Cavalieri was an Italian mathematician (1598 – 1647) and a student of Galileo. His theorem is used to compare volumes of all solids.

Consider a stack of cards, coins, etc. and change the shape by shifting the cards horizontally.

Has the volume changed?

No, it hasn’t.

pyramids and cones

Cavalieri now uses this to compare pyramids and cones of equal height and equal base area (of different shape).

If all areas A’ at the same height h’ in the two solids with equal base area and height are equal, then the solids have the same volume.

Also, see similarity (Strahlensatz)

comparing the volume of a cylinder, a hemisphere and a cone

hypothesis

$$V_{\text{cone}} < V_{\text{hemisphere}} < V_{\text{cylinder}}$$ $$\frac{1}{3} \pi r^3 < V_{\text{hemisphere}} < \pi r^3$$

Let us assume that

$$ V_{\text{hemisphere}} = \frac{2}{3} \pi r^3$$

proof#

We compare the slice (circle) of the hemisphere with the ring (annulus) left over after cutting out a cone from a cylinder.

## WHAT TO DO
A - Answer these from the text on Cavalieri's principle:
(i) Whose student was Cavalieri?
(ii) Which items does the text suggest stacking before shifting them horizontally?
(iii) What value does the text assume for the volume of the hemisphere?
B - Repeat word for word the part of the text on Cavalieri's principle that opens with the words containing "Cavalieri was an" and closes with "the same volume.".
C - Please pick up the text on Cavalieri's principle after its last sentence and carry it forward.

Entries for labeling object positions
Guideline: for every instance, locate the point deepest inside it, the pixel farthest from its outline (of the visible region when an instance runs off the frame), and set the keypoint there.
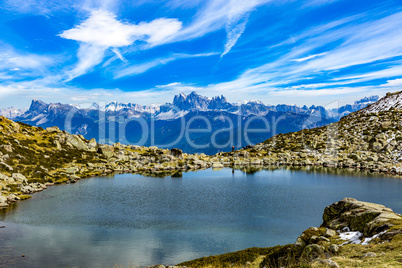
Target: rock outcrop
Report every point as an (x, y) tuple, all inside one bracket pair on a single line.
[(358, 222)]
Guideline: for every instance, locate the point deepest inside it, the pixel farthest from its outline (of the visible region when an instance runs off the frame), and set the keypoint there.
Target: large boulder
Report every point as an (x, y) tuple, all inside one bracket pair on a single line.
[(106, 150), (3, 201), (19, 178), (367, 218), (176, 152), (77, 142)]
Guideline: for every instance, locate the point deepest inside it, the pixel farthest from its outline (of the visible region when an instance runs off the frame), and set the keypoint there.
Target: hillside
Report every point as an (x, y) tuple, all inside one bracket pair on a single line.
[(353, 234), (362, 140), (106, 122), (33, 158)]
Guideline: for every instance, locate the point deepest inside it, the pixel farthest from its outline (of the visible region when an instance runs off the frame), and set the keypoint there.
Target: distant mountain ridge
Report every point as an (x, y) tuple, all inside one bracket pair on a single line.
[(162, 125)]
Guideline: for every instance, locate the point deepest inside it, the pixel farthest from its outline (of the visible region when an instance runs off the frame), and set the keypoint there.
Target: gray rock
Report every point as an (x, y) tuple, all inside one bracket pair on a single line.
[(19, 178), (77, 142), (368, 255), (333, 248), (3, 201), (313, 251), (176, 152), (106, 150), (72, 170), (217, 165), (7, 147), (330, 233), (327, 263), (53, 129)]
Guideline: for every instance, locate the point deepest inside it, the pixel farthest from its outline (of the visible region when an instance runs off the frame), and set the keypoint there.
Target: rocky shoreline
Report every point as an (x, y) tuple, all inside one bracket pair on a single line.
[(353, 234), (32, 158)]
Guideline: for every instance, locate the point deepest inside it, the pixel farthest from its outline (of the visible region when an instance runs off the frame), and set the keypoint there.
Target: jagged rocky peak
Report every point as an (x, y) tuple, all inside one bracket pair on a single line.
[(11, 112), (389, 102), (191, 101)]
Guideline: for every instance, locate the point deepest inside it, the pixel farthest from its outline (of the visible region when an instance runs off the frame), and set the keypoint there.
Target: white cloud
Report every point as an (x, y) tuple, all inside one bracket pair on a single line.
[(102, 30), (394, 83), (143, 67), (12, 60), (309, 57), (88, 57)]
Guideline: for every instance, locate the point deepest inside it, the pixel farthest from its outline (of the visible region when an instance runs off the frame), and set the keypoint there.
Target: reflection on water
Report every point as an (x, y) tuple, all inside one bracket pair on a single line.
[(131, 219)]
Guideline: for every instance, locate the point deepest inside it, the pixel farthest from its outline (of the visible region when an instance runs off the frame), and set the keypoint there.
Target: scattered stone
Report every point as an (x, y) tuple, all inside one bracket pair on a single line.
[(368, 255), (176, 152), (53, 129), (327, 263), (334, 248), (3, 201), (330, 233)]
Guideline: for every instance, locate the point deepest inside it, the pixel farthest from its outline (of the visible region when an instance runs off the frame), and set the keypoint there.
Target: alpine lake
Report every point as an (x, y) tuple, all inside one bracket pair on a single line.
[(132, 220)]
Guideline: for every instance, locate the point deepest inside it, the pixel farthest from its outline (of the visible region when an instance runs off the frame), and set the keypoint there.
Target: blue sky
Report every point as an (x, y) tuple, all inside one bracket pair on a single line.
[(277, 51)]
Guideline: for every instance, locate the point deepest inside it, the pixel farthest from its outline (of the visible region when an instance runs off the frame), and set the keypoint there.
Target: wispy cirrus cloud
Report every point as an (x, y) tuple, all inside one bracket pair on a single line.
[(145, 66), (102, 30)]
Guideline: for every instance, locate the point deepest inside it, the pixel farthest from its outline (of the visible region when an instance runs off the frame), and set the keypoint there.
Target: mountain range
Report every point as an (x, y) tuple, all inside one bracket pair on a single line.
[(193, 123)]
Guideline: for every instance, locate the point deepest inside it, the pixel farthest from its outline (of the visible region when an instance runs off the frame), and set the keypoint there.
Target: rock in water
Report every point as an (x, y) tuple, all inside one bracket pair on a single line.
[(367, 218)]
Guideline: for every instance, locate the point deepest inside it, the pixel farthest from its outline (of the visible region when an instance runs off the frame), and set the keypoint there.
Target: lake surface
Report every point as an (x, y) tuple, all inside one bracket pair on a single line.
[(135, 220)]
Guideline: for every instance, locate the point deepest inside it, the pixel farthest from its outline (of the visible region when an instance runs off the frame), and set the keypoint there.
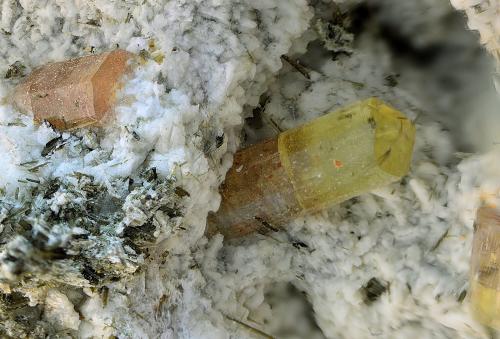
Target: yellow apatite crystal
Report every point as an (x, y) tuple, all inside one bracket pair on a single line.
[(347, 153), (485, 267), (311, 167)]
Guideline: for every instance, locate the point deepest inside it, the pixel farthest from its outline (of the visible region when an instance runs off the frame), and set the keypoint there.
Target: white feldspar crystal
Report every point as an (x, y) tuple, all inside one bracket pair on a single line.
[(60, 312), (220, 55)]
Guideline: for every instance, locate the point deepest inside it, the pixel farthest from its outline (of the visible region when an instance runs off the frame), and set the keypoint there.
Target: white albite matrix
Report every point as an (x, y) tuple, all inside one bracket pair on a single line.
[(393, 263), (181, 114)]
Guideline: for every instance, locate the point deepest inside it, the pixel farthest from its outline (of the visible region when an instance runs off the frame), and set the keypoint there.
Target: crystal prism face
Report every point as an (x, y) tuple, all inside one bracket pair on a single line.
[(485, 268), (314, 166), (73, 93)]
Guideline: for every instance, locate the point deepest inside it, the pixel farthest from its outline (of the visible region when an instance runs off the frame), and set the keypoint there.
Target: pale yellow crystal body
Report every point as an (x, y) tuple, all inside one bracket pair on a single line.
[(347, 153), (312, 167), (73, 93), (485, 268)]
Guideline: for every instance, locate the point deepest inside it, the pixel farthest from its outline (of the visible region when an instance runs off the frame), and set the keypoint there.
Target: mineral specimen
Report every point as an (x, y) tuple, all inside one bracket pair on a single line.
[(73, 93), (309, 168), (485, 263)]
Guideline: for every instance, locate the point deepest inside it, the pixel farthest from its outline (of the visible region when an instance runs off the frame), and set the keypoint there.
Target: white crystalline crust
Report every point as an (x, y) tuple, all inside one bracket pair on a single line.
[(484, 17), (219, 56)]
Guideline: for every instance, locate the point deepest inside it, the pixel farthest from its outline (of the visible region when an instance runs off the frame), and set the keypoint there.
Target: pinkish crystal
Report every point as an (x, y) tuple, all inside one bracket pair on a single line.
[(73, 93)]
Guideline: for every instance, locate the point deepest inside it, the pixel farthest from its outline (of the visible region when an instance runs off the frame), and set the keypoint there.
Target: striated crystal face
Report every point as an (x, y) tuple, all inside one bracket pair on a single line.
[(73, 93), (485, 268), (326, 161), (347, 153)]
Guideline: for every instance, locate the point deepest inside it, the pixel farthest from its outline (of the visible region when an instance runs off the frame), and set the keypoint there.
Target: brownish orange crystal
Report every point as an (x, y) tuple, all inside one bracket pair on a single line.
[(73, 93)]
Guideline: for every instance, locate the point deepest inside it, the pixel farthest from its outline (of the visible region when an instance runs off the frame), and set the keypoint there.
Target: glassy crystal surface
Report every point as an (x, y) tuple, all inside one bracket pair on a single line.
[(485, 268), (73, 93), (309, 168)]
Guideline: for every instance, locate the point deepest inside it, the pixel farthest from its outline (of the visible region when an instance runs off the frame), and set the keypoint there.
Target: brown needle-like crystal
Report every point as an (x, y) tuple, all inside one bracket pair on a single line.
[(73, 93)]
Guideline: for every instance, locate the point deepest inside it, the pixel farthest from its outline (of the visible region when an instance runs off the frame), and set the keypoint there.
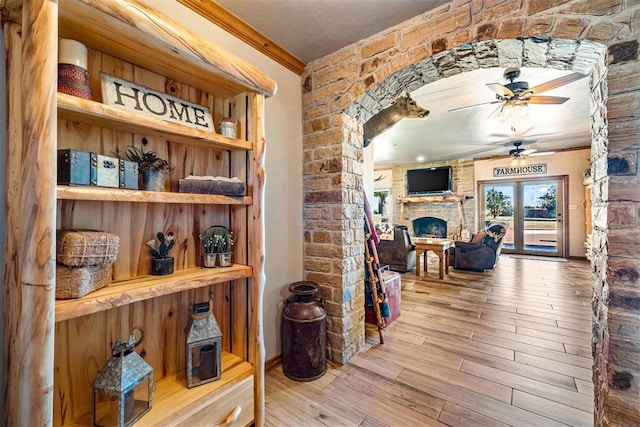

## IN RESPONSE
A -
(i) Galileo
(ii) Cards and coins
(iii) 2/3 π r³

B -
Cavalieri was an Italian mathematician (1598 – 1647) and a student of Galileo. His theorem is used to compare volumes of all solids.

Consider a stack of cards, coins, etc. and change the shape by shifting the cards horizontally.

Has the volume changed?

No, it hasn’t.

pyramids and cones

Cavalieri now uses this to compare pyramids and cones of equal height and equal base area (of different shape).

If all areas A’ at the same height h’ in the two solids with equal base area and height are equal, then the solids have the same volume.

C -
Here, h is the height of the plane (parallel to the base) dissecting the solids.

From Pythagoras’ theorem we get the radius of the circle in the hemisphere: $ r' = \sqrt{r^2- h^2}$ and therefore the area of that slice is

$$A_{\text{circle}}= \pi (r’)^2 = \pi (r^2 - h^2)$$

Because of proportionality (“der Strahlensatz”), the area of the annulus (ring) is $$\begin{align}A_{\text{annulus}} & = A_{\text{outer circle}} - A_{\text{inner circle}} \\ & = \pi r^2 - \pi h^2 \\ & = \pi (r^2 - h^2)\end{align}$$

Hence, the area of the circle (of the hemisphere) and the area of the ring (annulus) are equal.

$$A_{\text{circle of hemisphere}} = A_{\text{annulus}}$$

So, according to Cavalieri’s principle, if the areas of the “slices” of two solids cut by the same plane (parallel to the base) are equal, then the volume of the solids is equal.

This means the volume of a cylinder minus the volume of a cone is equal to the volume of a hemisphere (radius and height are matching)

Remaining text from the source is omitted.